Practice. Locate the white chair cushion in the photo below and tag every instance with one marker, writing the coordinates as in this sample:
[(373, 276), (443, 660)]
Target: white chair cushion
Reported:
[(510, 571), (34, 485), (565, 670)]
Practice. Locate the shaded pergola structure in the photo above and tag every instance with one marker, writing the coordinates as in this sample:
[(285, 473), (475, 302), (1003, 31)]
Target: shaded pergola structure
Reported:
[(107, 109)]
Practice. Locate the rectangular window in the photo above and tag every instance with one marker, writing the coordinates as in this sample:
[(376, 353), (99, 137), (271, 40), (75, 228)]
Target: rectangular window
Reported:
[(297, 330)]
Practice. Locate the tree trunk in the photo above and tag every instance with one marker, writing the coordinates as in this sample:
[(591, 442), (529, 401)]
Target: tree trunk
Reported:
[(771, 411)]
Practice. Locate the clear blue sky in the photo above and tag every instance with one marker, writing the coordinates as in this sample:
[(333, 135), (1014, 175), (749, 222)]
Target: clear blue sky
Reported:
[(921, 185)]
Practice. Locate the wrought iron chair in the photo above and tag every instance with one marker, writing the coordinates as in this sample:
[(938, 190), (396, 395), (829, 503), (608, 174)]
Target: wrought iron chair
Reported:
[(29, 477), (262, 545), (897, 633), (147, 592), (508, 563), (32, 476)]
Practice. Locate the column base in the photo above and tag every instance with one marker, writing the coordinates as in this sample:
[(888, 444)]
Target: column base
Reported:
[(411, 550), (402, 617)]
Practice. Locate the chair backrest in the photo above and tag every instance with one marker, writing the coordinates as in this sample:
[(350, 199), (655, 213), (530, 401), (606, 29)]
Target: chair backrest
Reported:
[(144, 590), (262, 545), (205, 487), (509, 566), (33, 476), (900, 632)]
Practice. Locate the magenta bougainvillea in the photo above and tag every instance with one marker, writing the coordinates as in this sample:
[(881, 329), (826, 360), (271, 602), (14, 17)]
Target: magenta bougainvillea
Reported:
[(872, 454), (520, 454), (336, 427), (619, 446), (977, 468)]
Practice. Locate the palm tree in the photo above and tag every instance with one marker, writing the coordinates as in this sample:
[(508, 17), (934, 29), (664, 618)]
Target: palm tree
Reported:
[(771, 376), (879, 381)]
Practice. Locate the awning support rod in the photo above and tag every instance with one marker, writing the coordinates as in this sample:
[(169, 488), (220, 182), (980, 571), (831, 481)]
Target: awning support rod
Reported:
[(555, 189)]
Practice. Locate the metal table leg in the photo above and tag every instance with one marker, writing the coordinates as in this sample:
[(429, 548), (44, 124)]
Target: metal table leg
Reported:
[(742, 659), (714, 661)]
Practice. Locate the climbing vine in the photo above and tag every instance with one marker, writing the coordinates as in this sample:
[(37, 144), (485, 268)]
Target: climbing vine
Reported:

────────────────────

Required work: If a line in the data above holds the string "window", report that line.

Reply:
Practice. Locate the rectangular window in the photo above and tag every instance with one marker, writing the coordinates as in this sample:
Target: rectangular window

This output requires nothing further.